**Your assignment**
Beginning at the line containing "Query: decorated light tree", restate each line of the listing below word for word until the last one has been given.

**Provided information**
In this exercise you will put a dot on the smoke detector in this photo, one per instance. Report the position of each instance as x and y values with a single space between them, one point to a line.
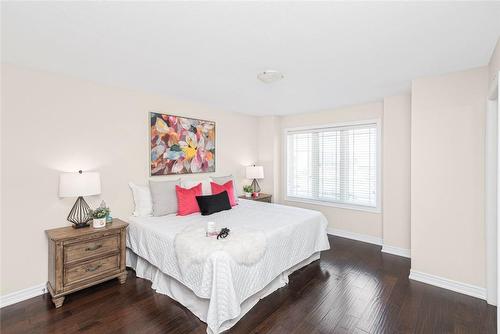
269 76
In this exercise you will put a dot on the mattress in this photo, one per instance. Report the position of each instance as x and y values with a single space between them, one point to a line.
292 235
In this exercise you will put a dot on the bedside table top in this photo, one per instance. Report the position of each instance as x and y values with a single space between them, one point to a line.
260 197
69 232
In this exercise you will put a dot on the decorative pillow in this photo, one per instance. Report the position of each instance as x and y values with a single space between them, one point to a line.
228 187
213 203
142 200
224 179
164 197
205 184
186 200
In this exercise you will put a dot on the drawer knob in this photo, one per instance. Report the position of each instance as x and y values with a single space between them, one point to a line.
94 268
91 248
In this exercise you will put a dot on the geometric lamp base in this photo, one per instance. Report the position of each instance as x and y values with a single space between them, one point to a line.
80 213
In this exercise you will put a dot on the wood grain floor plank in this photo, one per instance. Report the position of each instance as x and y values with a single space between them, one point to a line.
353 289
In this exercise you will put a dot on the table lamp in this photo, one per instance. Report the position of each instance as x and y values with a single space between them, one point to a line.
78 185
255 172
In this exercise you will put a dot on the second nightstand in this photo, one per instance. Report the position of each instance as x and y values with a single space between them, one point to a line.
79 258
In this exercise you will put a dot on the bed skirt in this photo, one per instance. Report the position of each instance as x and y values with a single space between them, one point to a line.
164 284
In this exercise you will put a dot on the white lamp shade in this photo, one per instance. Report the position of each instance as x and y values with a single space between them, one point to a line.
255 172
79 184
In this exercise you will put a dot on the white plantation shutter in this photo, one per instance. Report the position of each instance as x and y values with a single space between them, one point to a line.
333 164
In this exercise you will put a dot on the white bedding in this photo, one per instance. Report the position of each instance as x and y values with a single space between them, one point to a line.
293 235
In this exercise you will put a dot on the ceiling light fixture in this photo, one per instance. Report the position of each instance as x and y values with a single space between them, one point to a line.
269 76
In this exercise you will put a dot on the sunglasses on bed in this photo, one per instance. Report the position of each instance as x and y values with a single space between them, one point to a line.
223 233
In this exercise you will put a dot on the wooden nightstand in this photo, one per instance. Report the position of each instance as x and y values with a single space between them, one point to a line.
79 258
262 198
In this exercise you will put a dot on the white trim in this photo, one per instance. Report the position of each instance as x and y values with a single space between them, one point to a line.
404 252
355 236
378 123
19 296
445 283
346 206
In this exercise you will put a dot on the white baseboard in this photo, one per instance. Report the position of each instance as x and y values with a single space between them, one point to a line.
404 252
19 296
445 283
355 236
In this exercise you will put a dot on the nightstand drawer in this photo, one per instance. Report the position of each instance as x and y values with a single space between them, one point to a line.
91 248
91 269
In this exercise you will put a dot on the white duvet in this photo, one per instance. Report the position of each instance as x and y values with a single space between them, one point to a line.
292 235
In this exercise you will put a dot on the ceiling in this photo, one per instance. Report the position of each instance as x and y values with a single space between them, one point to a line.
331 53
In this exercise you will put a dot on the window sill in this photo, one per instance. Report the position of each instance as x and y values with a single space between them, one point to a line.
335 205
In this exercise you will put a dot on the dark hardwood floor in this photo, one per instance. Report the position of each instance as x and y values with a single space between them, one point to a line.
353 289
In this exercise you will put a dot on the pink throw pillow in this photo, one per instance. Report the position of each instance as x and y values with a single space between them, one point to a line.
228 186
186 199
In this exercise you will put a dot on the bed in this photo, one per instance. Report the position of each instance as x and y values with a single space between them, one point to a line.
220 290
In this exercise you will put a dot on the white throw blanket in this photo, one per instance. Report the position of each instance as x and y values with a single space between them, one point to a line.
244 246
291 236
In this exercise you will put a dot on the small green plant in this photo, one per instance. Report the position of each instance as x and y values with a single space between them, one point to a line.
99 213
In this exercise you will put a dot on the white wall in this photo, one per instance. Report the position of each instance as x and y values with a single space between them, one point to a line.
396 171
52 123
447 175
268 138
360 222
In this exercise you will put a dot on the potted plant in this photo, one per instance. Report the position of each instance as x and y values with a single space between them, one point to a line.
248 190
99 217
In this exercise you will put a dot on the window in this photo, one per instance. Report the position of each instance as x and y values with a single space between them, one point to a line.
337 165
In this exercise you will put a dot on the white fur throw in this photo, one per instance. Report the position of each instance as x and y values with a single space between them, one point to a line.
244 246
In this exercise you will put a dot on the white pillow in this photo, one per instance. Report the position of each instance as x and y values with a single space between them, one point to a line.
142 199
206 188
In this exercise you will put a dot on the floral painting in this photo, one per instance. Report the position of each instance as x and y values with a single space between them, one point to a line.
181 145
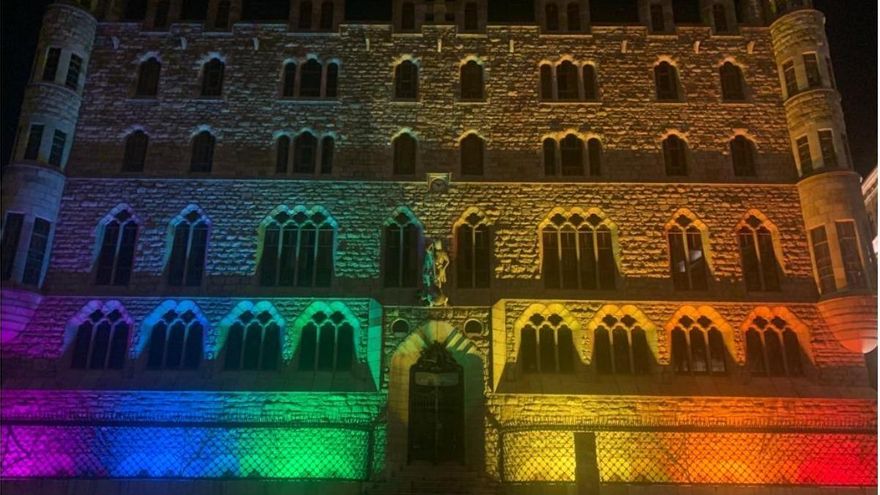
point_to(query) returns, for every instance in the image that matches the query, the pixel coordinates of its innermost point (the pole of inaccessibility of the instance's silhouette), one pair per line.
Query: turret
(834, 215)
(34, 180)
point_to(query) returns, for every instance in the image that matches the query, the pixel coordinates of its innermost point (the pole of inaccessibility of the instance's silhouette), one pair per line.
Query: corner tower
(34, 180)
(831, 201)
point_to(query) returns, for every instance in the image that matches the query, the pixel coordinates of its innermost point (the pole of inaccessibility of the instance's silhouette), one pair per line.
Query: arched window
(572, 155)
(282, 154)
(101, 341)
(578, 253)
(473, 253)
(176, 341)
(326, 23)
(404, 147)
(732, 87)
(253, 342)
(327, 343)
(567, 81)
(212, 78)
(621, 347)
(186, 263)
(148, 78)
(472, 155)
(135, 152)
(289, 80)
(305, 152)
(551, 17)
(310, 79)
(116, 257)
(698, 347)
(202, 152)
(675, 155)
(573, 12)
(686, 255)
(406, 80)
(403, 247)
(666, 82)
(742, 151)
(772, 348)
(759, 264)
(471, 81)
(298, 250)
(305, 15)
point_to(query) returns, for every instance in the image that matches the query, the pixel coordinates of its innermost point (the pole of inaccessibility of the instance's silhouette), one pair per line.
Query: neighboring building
(609, 251)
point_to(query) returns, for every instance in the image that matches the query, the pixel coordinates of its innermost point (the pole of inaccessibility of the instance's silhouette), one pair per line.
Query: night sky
(851, 26)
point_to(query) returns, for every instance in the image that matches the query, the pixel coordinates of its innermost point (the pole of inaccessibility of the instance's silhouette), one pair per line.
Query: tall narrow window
(101, 341)
(471, 81)
(742, 151)
(804, 155)
(731, 83)
(116, 256)
(186, 262)
(212, 78)
(11, 236)
(675, 156)
(202, 158)
(305, 153)
(298, 250)
(686, 255)
(403, 240)
(666, 82)
(73, 70)
(135, 152)
(404, 154)
(551, 17)
(148, 78)
(50, 67)
(326, 23)
(826, 145)
(822, 255)
(406, 80)
(473, 252)
(760, 267)
(472, 151)
(849, 251)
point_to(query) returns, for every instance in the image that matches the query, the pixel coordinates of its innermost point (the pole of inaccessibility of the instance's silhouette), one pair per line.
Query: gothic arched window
(116, 256)
(186, 263)
(298, 250)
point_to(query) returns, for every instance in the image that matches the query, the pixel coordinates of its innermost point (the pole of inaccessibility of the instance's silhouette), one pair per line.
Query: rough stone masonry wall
(512, 119)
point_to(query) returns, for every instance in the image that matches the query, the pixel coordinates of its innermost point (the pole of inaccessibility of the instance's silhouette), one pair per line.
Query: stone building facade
(609, 250)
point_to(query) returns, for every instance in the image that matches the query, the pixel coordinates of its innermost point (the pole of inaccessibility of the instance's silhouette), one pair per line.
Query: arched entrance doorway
(436, 408)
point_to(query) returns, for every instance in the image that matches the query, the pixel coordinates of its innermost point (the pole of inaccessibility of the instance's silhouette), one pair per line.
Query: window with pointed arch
(686, 255)
(176, 341)
(212, 78)
(698, 347)
(326, 343)
(473, 253)
(186, 262)
(148, 78)
(402, 245)
(298, 250)
(772, 348)
(101, 341)
(546, 345)
(471, 78)
(253, 342)
(135, 151)
(732, 82)
(116, 256)
(578, 253)
(758, 255)
(620, 347)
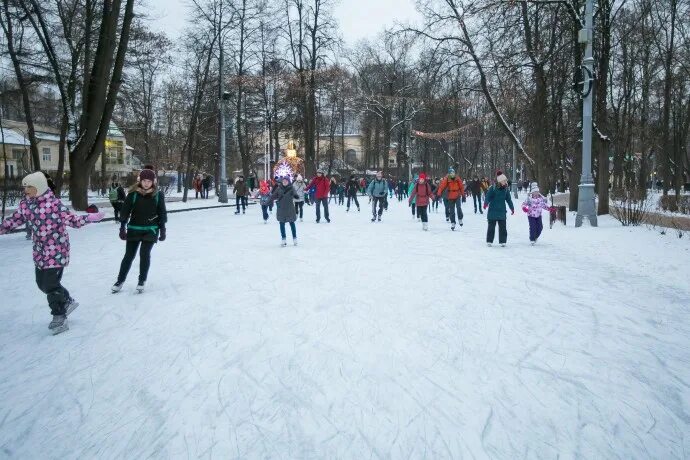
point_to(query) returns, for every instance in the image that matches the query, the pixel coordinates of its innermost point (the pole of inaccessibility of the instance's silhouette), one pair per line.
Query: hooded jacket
(48, 219)
(321, 186)
(453, 186)
(378, 188)
(421, 194)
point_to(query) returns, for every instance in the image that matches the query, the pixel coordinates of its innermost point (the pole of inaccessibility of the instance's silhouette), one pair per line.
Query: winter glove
(95, 217)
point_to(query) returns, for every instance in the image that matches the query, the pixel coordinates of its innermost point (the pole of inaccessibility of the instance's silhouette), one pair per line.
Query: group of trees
(473, 82)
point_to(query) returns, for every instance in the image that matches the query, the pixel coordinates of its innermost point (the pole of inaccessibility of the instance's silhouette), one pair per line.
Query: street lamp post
(585, 205)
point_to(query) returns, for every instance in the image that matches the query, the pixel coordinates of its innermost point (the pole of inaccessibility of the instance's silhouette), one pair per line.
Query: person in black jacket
(142, 223)
(351, 190)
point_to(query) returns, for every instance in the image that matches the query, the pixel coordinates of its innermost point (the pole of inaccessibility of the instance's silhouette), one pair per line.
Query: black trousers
(241, 200)
(144, 260)
(452, 206)
(477, 200)
(502, 232)
(116, 209)
(353, 198)
(381, 201)
(319, 201)
(422, 212)
(48, 281)
(299, 208)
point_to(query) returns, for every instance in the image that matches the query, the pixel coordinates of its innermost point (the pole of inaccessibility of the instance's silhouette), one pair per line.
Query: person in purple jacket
(533, 206)
(48, 219)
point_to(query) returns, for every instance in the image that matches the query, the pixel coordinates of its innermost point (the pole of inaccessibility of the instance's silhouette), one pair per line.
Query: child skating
(496, 198)
(142, 223)
(284, 196)
(48, 219)
(533, 207)
(421, 195)
(265, 199)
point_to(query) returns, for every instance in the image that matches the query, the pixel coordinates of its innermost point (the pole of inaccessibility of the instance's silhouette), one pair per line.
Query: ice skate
(58, 324)
(70, 306)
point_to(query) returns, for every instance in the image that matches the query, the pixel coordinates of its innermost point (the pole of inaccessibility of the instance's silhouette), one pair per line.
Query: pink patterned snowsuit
(48, 220)
(535, 205)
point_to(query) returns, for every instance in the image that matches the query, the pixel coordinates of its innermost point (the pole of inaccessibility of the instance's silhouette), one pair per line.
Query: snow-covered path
(366, 341)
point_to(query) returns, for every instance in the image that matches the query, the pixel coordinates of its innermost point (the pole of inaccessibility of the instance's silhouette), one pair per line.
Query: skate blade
(71, 308)
(60, 329)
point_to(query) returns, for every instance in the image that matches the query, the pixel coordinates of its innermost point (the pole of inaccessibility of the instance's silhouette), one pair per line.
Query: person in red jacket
(456, 190)
(321, 185)
(423, 195)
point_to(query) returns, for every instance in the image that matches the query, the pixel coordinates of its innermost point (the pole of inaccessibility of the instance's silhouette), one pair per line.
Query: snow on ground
(367, 340)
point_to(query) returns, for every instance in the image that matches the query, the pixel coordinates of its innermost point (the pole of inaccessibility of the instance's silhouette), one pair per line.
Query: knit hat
(147, 174)
(38, 181)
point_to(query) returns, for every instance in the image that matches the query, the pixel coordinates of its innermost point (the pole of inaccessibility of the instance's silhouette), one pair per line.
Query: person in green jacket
(496, 198)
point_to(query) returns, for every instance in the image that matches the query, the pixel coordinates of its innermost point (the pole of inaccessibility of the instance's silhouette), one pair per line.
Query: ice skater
(284, 197)
(533, 206)
(142, 223)
(377, 190)
(48, 219)
(299, 185)
(495, 200)
(265, 199)
(421, 195)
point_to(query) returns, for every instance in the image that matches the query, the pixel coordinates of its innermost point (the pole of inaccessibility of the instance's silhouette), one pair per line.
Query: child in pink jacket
(533, 206)
(48, 219)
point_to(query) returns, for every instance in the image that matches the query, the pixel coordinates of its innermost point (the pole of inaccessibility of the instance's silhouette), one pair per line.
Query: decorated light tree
(290, 165)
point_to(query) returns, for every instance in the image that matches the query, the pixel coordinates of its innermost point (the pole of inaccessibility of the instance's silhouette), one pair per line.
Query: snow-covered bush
(630, 207)
(671, 204)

**Answer to this task**
Query: decorated light tree
(290, 165)
point_to(query) returns, for every instance in the image that matches the query, the pixel coordinates of its innermost point (the pole of inaccessibility of the instance's silhouette), one pair per line.
Query: snow-covered bush
(630, 207)
(671, 204)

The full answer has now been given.